##### Listed records #####
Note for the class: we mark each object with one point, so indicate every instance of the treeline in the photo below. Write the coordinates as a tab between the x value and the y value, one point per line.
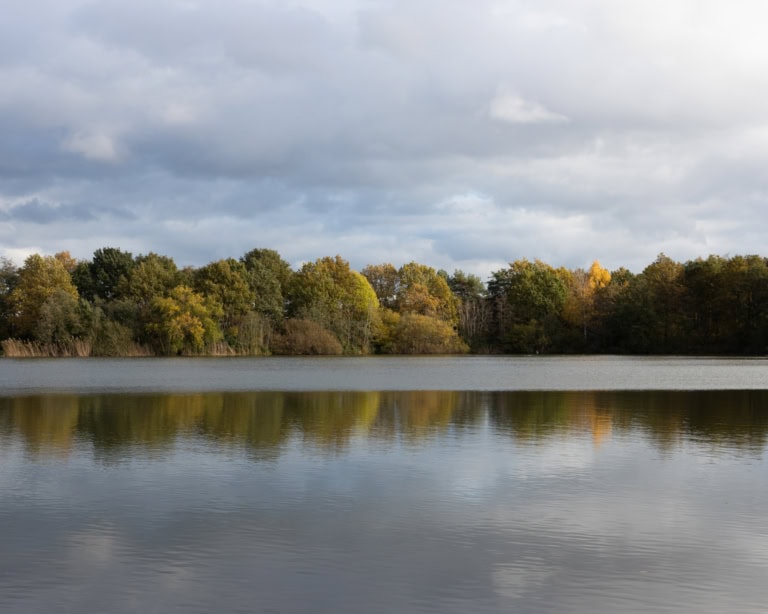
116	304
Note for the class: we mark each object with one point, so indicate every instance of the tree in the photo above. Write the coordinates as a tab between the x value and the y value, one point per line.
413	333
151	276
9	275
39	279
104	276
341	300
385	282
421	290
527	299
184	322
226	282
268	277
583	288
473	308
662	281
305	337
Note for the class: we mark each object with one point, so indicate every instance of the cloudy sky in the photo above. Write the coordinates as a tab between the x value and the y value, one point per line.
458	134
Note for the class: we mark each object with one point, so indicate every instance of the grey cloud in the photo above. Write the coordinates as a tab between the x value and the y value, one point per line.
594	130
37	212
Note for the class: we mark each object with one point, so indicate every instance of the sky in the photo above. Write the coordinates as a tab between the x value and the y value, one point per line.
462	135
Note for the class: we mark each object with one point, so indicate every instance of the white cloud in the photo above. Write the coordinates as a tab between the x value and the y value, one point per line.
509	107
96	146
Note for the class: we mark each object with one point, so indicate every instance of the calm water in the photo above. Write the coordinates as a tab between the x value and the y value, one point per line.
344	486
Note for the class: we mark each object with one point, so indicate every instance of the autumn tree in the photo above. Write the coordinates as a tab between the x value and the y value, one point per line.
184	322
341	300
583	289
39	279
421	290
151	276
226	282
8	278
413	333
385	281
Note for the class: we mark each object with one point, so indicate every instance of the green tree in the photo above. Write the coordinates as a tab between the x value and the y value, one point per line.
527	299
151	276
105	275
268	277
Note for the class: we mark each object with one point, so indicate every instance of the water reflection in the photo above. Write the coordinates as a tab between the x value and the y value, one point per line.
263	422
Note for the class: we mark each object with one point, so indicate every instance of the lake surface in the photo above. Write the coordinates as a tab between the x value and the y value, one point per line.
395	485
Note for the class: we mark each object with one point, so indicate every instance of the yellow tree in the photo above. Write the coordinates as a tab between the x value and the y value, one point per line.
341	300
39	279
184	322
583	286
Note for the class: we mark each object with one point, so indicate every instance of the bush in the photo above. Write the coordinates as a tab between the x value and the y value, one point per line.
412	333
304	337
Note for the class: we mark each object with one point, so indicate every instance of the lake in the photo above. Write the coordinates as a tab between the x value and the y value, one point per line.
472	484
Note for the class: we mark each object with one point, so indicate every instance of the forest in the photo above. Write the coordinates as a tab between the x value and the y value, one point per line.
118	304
#####
▶ Exercise
Exactly the lines from the one holding "the lake in" through the end of the data are to be repeated, with both ends included.

▶ Output of the exercise
Note for the class: we mark each object with one point, so indicate every instance of the lake in the photo above. Write the coordinates as a tab between the x value and the y value, one point per line.
472	484
Note for the class: we mark each object with one point, so indicate every instance of the forest in the photo above. Write the coordinates as a tab between the x value and the y value, one point per line.
118	304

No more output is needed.